Dataset items:
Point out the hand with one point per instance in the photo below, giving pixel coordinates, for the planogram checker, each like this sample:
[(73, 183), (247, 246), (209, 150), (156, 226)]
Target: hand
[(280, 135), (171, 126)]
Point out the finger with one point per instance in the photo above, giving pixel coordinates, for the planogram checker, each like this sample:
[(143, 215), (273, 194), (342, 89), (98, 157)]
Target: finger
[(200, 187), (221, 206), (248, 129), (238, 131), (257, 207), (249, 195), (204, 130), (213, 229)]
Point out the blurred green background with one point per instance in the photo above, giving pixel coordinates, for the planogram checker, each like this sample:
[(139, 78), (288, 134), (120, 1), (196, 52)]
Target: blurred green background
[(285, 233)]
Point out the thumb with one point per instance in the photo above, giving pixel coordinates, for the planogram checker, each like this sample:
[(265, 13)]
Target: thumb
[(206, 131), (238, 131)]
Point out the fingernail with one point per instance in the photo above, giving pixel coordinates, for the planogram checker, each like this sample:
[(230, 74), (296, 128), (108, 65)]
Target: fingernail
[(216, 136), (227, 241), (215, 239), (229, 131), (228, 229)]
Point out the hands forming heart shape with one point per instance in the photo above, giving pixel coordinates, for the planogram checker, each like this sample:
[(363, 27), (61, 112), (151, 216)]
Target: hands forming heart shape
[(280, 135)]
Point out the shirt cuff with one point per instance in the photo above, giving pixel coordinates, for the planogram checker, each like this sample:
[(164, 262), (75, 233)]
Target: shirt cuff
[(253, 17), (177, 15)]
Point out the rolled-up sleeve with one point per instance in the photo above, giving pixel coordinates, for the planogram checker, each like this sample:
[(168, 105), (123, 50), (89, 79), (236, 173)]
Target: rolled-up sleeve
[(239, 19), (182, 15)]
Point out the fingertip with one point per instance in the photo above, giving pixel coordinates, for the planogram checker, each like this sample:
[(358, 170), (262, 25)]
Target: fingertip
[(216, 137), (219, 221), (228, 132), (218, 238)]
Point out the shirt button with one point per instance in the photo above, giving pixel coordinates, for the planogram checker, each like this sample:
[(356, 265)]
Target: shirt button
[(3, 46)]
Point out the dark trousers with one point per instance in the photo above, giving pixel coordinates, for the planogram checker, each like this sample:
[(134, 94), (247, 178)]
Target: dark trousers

Written task:
Reproduce the records starting with the line containing "Point out the shirt cuff" and continuing through the end of the records, replacing "planogram checker" with "shelf audit tool" and leaving everything else unchanged.

Solution to this problem:
Point out the shirt cuff with one point per instance in the photo above, giving pixel coordinates, for the shelf audit tool, each like this sample:
[(164, 262), (75, 233)]
Target: shirt cuff
[(253, 17), (177, 15)]
Point out the rolled-up sleeve with one point per instance in the photo above, giving pixel coordinates, for the shelf audit tool, each like this sample:
[(168, 105), (123, 50), (89, 79), (236, 173)]
Target: rolled-up sleeve
[(239, 19), (182, 15)]
Point out the fingertip with one point per instance in the photo above, giving pixel coordinates, for the shelf audit tool, each like this sample:
[(358, 170), (262, 25)]
Target: fingertip
[(216, 137), (219, 221), (228, 132), (218, 238)]
Point out the shirt button with one point per instance in the photo above, giving pixel coordinates, for the shelf audit tool, each like this sample:
[(356, 265)]
Target: shirt button
[(3, 46)]
Point out the dark trousers with one point per instance in the photo above, giving pixel coordinates, for the shelf audit tool, each like this sample:
[(134, 94), (247, 178)]
Target: dark trousers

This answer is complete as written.